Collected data
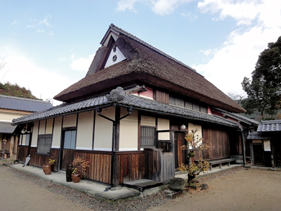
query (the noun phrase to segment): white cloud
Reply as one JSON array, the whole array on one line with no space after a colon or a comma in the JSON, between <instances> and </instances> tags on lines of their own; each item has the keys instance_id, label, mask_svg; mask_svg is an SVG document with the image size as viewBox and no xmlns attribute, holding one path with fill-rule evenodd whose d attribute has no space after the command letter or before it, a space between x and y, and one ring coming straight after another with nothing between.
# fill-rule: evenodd
<instances>
[{"instance_id":1,"label":"white cloud","mask_svg":"<svg viewBox=\"0 0 281 211\"><path fill-rule=\"evenodd\" d=\"M249 25L256 20L266 27L281 26L281 1L279 0L204 0L198 3L198 8L203 13L218 13L219 17L215 20L230 17L238 25Z\"/></svg>"},{"instance_id":2,"label":"white cloud","mask_svg":"<svg viewBox=\"0 0 281 211\"><path fill-rule=\"evenodd\" d=\"M281 29L263 30L261 27L246 32L233 32L207 63L192 68L224 93L246 95L241 85L244 77L251 77L259 53L267 48L268 42L277 41L277 34L281 34Z\"/></svg>"},{"instance_id":3,"label":"white cloud","mask_svg":"<svg viewBox=\"0 0 281 211\"><path fill-rule=\"evenodd\" d=\"M46 25L47 25L47 26L51 26L51 24L48 23L48 19L49 18L51 19L51 18L52 17L51 15L46 16L45 18L43 20L40 20L39 21L39 25L44 24Z\"/></svg>"},{"instance_id":4,"label":"white cloud","mask_svg":"<svg viewBox=\"0 0 281 211\"><path fill-rule=\"evenodd\" d=\"M281 1L204 0L198 7L204 13L218 13L216 20L230 17L242 27L232 32L221 48L201 51L213 56L192 68L223 92L246 95L244 77L251 77L260 53L281 35Z\"/></svg>"},{"instance_id":5,"label":"white cloud","mask_svg":"<svg viewBox=\"0 0 281 211\"><path fill-rule=\"evenodd\" d=\"M15 51L13 56L7 56L7 63L8 72L6 75L6 72L0 72L2 83L17 83L20 87L30 89L33 95L44 100L53 98L74 82L64 76L37 67L30 60ZM53 103L58 105L60 102L54 101Z\"/></svg>"},{"instance_id":6,"label":"white cloud","mask_svg":"<svg viewBox=\"0 0 281 211\"><path fill-rule=\"evenodd\" d=\"M117 11L124 11L126 9L136 12L133 4L141 2L149 5L154 13L158 15L171 13L178 5L193 0L120 0L117 3Z\"/></svg>"},{"instance_id":7,"label":"white cloud","mask_svg":"<svg viewBox=\"0 0 281 211\"><path fill-rule=\"evenodd\" d=\"M91 65L95 54L89 55L88 58L75 58L74 54L70 56L70 59L72 60L71 68L72 70L80 70L86 72Z\"/></svg>"}]
</instances>

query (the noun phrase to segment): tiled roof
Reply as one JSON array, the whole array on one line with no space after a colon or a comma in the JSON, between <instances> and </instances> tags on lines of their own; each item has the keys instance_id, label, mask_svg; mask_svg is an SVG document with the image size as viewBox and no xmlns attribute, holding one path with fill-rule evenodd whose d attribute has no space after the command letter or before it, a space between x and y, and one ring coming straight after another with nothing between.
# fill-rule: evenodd
<instances>
[{"instance_id":1,"label":"tiled roof","mask_svg":"<svg viewBox=\"0 0 281 211\"><path fill-rule=\"evenodd\" d=\"M116 26L110 26L109 30L114 30L119 33L115 44L126 59L100 70L102 66L100 60L103 61L107 53L103 52L107 47L100 47L96 53L86 76L59 93L54 97L55 99L64 102L74 101L122 84L136 82L145 84L148 87L159 88L164 91L182 94L230 112L245 111L238 103L188 65Z\"/></svg>"},{"instance_id":2,"label":"tiled roof","mask_svg":"<svg viewBox=\"0 0 281 211\"><path fill-rule=\"evenodd\" d=\"M0 95L0 108L37 112L53 107L48 101Z\"/></svg>"},{"instance_id":3,"label":"tiled roof","mask_svg":"<svg viewBox=\"0 0 281 211\"><path fill-rule=\"evenodd\" d=\"M264 139L270 139L270 138L265 136L261 134L260 132L249 132L248 136L247 136L247 139L259 139L259 140L264 140Z\"/></svg>"},{"instance_id":4,"label":"tiled roof","mask_svg":"<svg viewBox=\"0 0 281 211\"><path fill-rule=\"evenodd\" d=\"M281 120L261 121L257 132L281 132Z\"/></svg>"},{"instance_id":5,"label":"tiled roof","mask_svg":"<svg viewBox=\"0 0 281 211\"><path fill-rule=\"evenodd\" d=\"M83 112L88 110L93 110L98 106L111 106L113 105L113 103L116 103L120 106L132 106L136 110L145 110L146 111L150 111L153 113L157 112L162 115L178 115L183 118L217 123L229 127L237 126L237 124L233 122L228 121L220 117L169 105L135 95L125 95L122 100L115 103L107 100L106 96L98 96L80 102L63 103L44 111L13 120L13 122L14 124L32 122L34 120L46 119L58 115L67 115L72 113L73 113Z\"/></svg>"},{"instance_id":6,"label":"tiled roof","mask_svg":"<svg viewBox=\"0 0 281 211\"><path fill-rule=\"evenodd\" d=\"M11 124L12 122L0 122L0 134L13 134L16 125Z\"/></svg>"}]
</instances>

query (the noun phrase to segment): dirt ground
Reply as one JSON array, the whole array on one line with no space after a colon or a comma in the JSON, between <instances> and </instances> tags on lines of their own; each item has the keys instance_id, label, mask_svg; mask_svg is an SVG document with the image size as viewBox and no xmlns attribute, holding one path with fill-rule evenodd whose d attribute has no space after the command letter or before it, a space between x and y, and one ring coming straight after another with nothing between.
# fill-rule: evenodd
<instances>
[{"instance_id":1,"label":"dirt ground","mask_svg":"<svg viewBox=\"0 0 281 211\"><path fill-rule=\"evenodd\" d=\"M91 210L67 200L60 194L15 176L9 167L2 165L4 162L0 162L0 210Z\"/></svg>"},{"instance_id":2,"label":"dirt ground","mask_svg":"<svg viewBox=\"0 0 281 211\"><path fill-rule=\"evenodd\" d=\"M281 210L281 172L244 170L207 183L209 190L150 210Z\"/></svg>"},{"instance_id":3,"label":"dirt ground","mask_svg":"<svg viewBox=\"0 0 281 211\"><path fill-rule=\"evenodd\" d=\"M76 203L64 196L68 193L49 191L48 186L55 186L51 183L42 186L34 181L36 178L20 178L2 162L0 161L0 210L93 210L86 206L85 200ZM149 210L281 210L281 172L246 169L230 174L226 172L204 179L202 182L208 184L209 189L190 191ZM143 198L108 209L107 205L96 203L96 210L146 210L142 201ZM138 209L130 207L130 203L136 204Z\"/></svg>"}]
</instances>

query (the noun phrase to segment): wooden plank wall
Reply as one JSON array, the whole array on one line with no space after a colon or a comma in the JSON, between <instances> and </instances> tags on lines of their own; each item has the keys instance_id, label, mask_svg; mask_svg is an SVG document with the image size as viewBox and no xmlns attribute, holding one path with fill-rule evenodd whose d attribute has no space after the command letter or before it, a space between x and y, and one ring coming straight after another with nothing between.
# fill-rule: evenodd
<instances>
[{"instance_id":1,"label":"wooden plank wall","mask_svg":"<svg viewBox=\"0 0 281 211\"><path fill-rule=\"evenodd\" d=\"M230 139L227 131L217 128L203 128L203 139L210 146L204 151L204 159L216 160L230 156Z\"/></svg>"},{"instance_id":2,"label":"wooden plank wall","mask_svg":"<svg viewBox=\"0 0 281 211\"><path fill-rule=\"evenodd\" d=\"M162 153L154 148L145 149L145 179L166 181L174 177L173 153Z\"/></svg>"},{"instance_id":3,"label":"wooden plank wall","mask_svg":"<svg viewBox=\"0 0 281 211\"><path fill-rule=\"evenodd\" d=\"M37 166L39 167L43 167L43 165L46 163L48 162L50 158L54 158L55 160L55 163L53 165L52 170L55 172L58 171L58 153L59 149L51 149L50 155L41 155L41 154L36 154L36 147L30 147L30 165Z\"/></svg>"},{"instance_id":4,"label":"wooden plank wall","mask_svg":"<svg viewBox=\"0 0 281 211\"><path fill-rule=\"evenodd\" d=\"M28 146L18 145L17 158L19 161L25 162L25 158L28 156Z\"/></svg>"},{"instance_id":5,"label":"wooden plank wall","mask_svg":"<svg viewBox=\"0 0 281 211\"><path fill-rule=\"evenodd\" d=\"M145 178L144 151L117 153L116 184Z\"/></svg>"},{"instance_id":6,"label":"wooden plank wall","mask_svg":"<svg viewBox=\"0 0 281 211\"><path fill-rule=\"evenodd\" d=\"M111 152L75 151L74 158L91 161L86 178L110 184Z\"/></svg>"}]
</instances>

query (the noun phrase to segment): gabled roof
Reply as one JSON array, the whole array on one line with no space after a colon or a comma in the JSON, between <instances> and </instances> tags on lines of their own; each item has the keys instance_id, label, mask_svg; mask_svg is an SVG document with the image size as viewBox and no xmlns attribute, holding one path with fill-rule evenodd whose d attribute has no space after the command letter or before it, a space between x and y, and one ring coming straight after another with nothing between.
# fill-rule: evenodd
<instances>
[{"instance_id":1,"label":"gabled roof","mask_svg":"<svg viewBox=\"0 0 281 211\"><path fill-rule=\"evenodd\" d=\"M215 108L214 110L218 111L219 113L222 113L224 116L228 116L230 117L232 117L233 119L237 120L239 122L242 122L244 123L246 123L247 124L254 124L254 125L259 125L259 124L260 124L260 122L251 120L250 118L246 117L243 115L241 115L240 114L237 113L230 113L230 112L228 112L226 110L224 110L223 109L220 109L218 108Z\"/></svg>"},{"instance_id":2,"label":"gabled roof","mask_svg":"<svg viewBox=\"0 0 281 211\"><path fill-rule=\"evenodd\" d=\"M114 25L110 26L102 44L110 32L115 32L117 36L115 44L126 59L100 70L102 67L100 60L105 58L107 48L103 46L97 51L86 76L58 94L55 99L69 102L83 96L88 97L91 93L138 81L183 94L230 112L245 111L190 67Z\"/></svg>"},{"instance_id":3,"label":"gabled roof","mask_svg":"<svg viewBox=\"0 0 281 211\"><path fill-rule=\"evenodd\" d=\"M116 93L117 91L115 90L118 89L119 88L114 89L113 91ZM123 89L122 90L123 90ZM13 122L14 124L18 124L59 115L92 110L97 107L113 106L114 104L121 107L129 108L131 106L136 110L145 110L147 112L156 113L161 115L178 116L189 120L216 123L228 127L237 127L237 124L232 121L228 121L220 117L169 105L133 94L126 94L125 92L124 92L122 98L116 101L110 100L110 98L107 96L94 97L80 102L63 103L46 110L13 120Z\"/></svg>"},{"instance_id":4,"label":"gabled roof","mask_svg":"<svg viewBox=\"0 0 281 211\"><path fill-rule=\"evenodd\" d=\"M53 107L48 101L0 95L0 108L37 112Z\"/></svg>"},{"instance_id":5,"label":"gabled roof","mask_svg":"<svg viewBox=\"0 0 281 211\"><path fill-rule=\"evenodd\" d=\"M16 125L12 125L12 122L0 122L0 134L13 134Z\"/></svg>"},{"instance_id":6,"label":"gabled roof","mask_svg":"<svg viewBox=\"0 0 281 211\"><path fill-rule=\"evenodd\" d=\"M281 132L281 120L261 121L257 132Z\"/></svg>"}]
</instances>

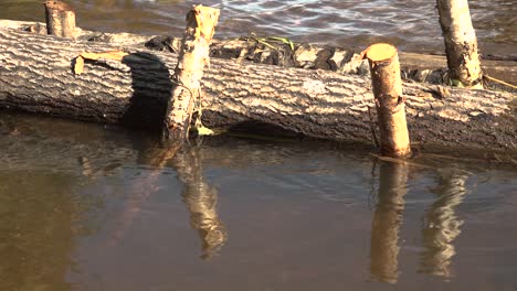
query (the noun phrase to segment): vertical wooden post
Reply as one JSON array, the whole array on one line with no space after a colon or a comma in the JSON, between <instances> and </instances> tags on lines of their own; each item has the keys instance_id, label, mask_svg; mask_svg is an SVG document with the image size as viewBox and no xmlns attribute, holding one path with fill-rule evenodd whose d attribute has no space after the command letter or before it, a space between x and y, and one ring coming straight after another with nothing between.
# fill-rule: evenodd
<instances>
[{"instance_id":1,"label":"vertical wooden post","mask_svg":"<svg viewBox=\"0 0 517 291\"><path fill-rule=\"evenodd\" d=\"M371 84L380 129L381 154L407 158L411 154L404 98L397 48L378 43L362 52L370 64Z\"/></svg>"},{"instance_id":2,"label":"vertical wooden post","mask_svg":"<svg viewBox=\"0 0 517 291\"><path fill-rule=\"evenodd\" d=\"M60 37L75 39L74 9L61 1L48 0L45 6L46 33Z\"/></svg>"},{"instance_id":3,"label":"vertical wooden post","mask_svg":"<svg viewBox=\"0 0 517 291\"><path fill-rule=\"evenodd\" d=\"M379 195L371 227L370 271L382 282L395 283L399 279L399 231L408 173L408 164L382 162L380 166Z\"/></svg>"},{"instance_id":4,"label":"vertical wooden post","mask_svg":"<svg viewBox=\"0 0 517 291\"><path fill-rule=\"evenodd\" d=\"M178 65L172 77L172 96L168 103L163 138L181 144L188 134L196 98L200 97L204 65L209 64L210 42L219 20L219 9L193 7L187 14Z\"/></svg>"},{"instance_id":5,"label":"vertical wooden post","mask_svg":"<svg viewBox=\"0 0 517 291\"><path fill-rule=\"evenodd\" d=\"M436 0L452 85L483 88L477 39L467 0Z\"/></svg>"}]
</instances>

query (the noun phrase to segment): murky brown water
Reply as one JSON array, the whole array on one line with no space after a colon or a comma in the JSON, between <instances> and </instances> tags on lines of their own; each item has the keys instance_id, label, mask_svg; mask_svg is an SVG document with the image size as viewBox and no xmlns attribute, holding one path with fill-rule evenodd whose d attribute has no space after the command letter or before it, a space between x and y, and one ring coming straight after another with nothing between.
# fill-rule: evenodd
<instances>
[{"instance_id":1,"label":"murky brown water","mask_svg":"<svg viewBox=\"0 0 517 291\"><path fill-rule=\"evenodd\" d=\"M0 290L516 290L517 171L0 112Z\"/></svg>"},{"instance_id":2,"label":"murky brown water","mask_svg":"<svg viewBox=\"0 0 517 291\"><path fill-rule=\"evenodd\" d=\"M42 20L39 2L0 18ZM190 7L73 2L88 29L177 35ZM515 1L469 2L482 47L515 53ZM433 1L204 3L219 36L442 46ZM0 290L517 290L517 170L350 147L225 137L168 160L139 133L0 111Z\"/></svg>"},{"instance_id":3,"label":"murky brown water","mask_svg":"<svg viewBox=\"0 0 517 291\"><path fill-rule=\"evenodd\" d=\"M71 0L80 26L181 35L196 1ZM366 47L387 41L405 51L443 52L435 1L208 0L221 9L218 37L249 32L294 41ZM468 1L484 54L517 54L517 2ZM2 0L0 18L44 21L40 1Z\"/></svg>"}]
</instances>

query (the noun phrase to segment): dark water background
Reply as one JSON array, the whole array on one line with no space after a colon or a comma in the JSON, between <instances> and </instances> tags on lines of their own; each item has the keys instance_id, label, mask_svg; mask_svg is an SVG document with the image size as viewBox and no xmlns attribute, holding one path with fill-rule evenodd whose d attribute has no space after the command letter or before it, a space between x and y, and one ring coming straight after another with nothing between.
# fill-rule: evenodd
<instances>
[{"instance_id":1,"label":"dark water background","mask_svg":"<svg viewBox=\"0 0 517 291\"><path fill-rule=\"evenodd\" d=\"M179 35L186 1L73 1L93 30ZM469 1L515 53L515 1ZM441 51L434 1L204 1L219 36ZM0 18L42 20L40 1ZM143 133L0 111L0 290L517 290L517 169L370 147Z\"/></svg>"},{"instance_id":2,"label":"dark water background","mask_svg":"<svg viewBox=\"0 0 517 291\"><path fill-rule=\"evenodd\" d=\"M1 0L1 19L44 21L42 1ZM366 47L386 41L411 52L443 52L435 1L346 0L71 0L77 25L91 30L172 34L193 3L221 9L217 37L256 32L294 41ZM517 54L517 1L468 1L484 54Z\"/></svg>"}]
</instances>

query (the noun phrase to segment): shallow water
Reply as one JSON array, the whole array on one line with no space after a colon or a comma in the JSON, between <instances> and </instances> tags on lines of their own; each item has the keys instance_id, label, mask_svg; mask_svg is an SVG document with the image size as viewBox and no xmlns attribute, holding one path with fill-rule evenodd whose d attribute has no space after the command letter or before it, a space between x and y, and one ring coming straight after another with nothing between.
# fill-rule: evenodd
<instances>
[{"instance_id":1,"label":"shallow water","mask_svg":"<svg viewBox=\"0 0 517 291\"><path fill-rule=\"evenodd\" d=\"M91 30L181 35L196 1L71 0ZM256 32L294 41L366 47L384 41L403 51L443 52L435 1L208 0L221 9L218 37ZM517 54L517 2L468 1L484 54ZM0 18L44 21L40 1L2 0Z\"/></svg>"},{"instance_id":2,"label":"shallow water","mask_svg":"<svg viewBox=\"0 0 517 291\"><path fill-rule=\"evenodd\" d=\"M516 290L517 171L0 112L0 290Z\"/></svg>"},{"instance_id":3,"label":"shallow water","mask_svg":"<svg viewBox=\"0 0 517 291\"><path fill-rule=\"evenodd\" d=\"M81 26L179 35L188 1L72 1ZM220 37L442 50L433 1L204 1ZM515 1L469 1L515 54ZM42 20L39 1L0 18ZM0 111L0 290L517 290L517 170L371 148L204 139Z\"/></svg>"}]
</instances>

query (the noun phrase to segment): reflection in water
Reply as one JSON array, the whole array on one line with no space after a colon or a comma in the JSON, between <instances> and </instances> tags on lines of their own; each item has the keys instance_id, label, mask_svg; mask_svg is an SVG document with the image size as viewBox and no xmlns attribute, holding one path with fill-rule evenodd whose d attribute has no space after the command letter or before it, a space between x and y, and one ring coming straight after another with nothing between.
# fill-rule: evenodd
<instances>
[{"instance_id":1,"label":"reflection in water","mask_svg":"<svg viewBox=\"0 0 517 291\"><path fill-rule=\"evenodd\" d=\"M379 197L371 229L370 271L376 280L395 283L398 274L399 229L408 192L407 164L382 162Z\"/></svg>"},{"instance_id":2,"label":"reflection in water","mask_svg":"<svg viewBox=\"0 0 517 291\"><path fill-rule=\"evenodd\" d=\"M437 195L437 200L428 211L422 231L425 249L420 261L420 272L452 276L451 262L456 254L452 242L461 234L460 226L463 224L454 208L462 203L467 193L466 180L465 174L442 172L439 186L432 190Z\"/></svg>"},{"instance_id":3,"label":"reflection in water","mask_svg":"<svg viewBox=\"0 0 517 291\"><path fill-rule=\"evenodd\" d=\"M46 171L0 171L0 290L70 290L76 180Z\"/></svg>"},{"instance_id":4,"label":"reflection in water","mask_svg":"<svg viewBox=\"0 0 517 291\"><path fill-rule=\"evenodd\" d=\"M145 147L139 154L140 162L154 168L145 180L136 181L131 186L131 197L128 198L120 217L120 227L109 240L114 246L122 240L126 230L140 213L143 204L158 191L155 186L168 163L177 171L178 179L183 183L183 202L190 213L190 224L198 230L202 240L201 258L208 259L226 241L228 233L217 213L218 193L204 180L201 163L200 147L184 146L180 150L165 149L157 144Z\"/></svg>"},{"instance_id":5,"label":"reflection in water","mask_svg":"<svg viewBox=\"0 0 517 291\"><path fill-rule=\"evenodd\" d=\"M228 239L228 231L217 212L218 192L203 177L200 147L183 147L172 160L178 179L184 184L183 202L190 224L202 240L201 258L212 257Z\"/></svg>"}]
</instances>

Task directions
Find every line in the items above that contains the word "shallow" and copy each one out.

Complete answer
query (the noun phrase to segment): shallow water
[{"instance_id":1,"label":"shallow water","mask_svg":"<svg viewBox=\"0 0 517 291\"><path fill-rule=\"evenodd\" d=\"M91 30L181 35L196 1L71 0ZM256 32L294 41L366 47L384 41L403 51L443 52L435 1L208 0L221 9L218 37ZM517 54L517 2L468 1L484 54ZM0 18L44 21L40 1L2 0Z\"/></svg>"},{"instance_id":2,"label":"shallow water","mask_svg":"<svg viewBox=\"0 0 517 291\"><path fill-rule=\"evenodd\" d=\"M516 290L517 171L0 112L0 290Z\"/></svg>"},{"instance_id":3,"label":"shallow water","mask_svg":"<svg viewBox=\"0 0 517 291\"><path fill-rule=\"evenodd\" d=\"M81 26L179 35L188 1L72 1ZM220 37L442 50L433 1L204 1ZM515 1L469 1L515 54ZM42 20L39 1L0 18ZM0 111L0 290L517 290L517 170L371 148L204 139Z\"/></svg>"}]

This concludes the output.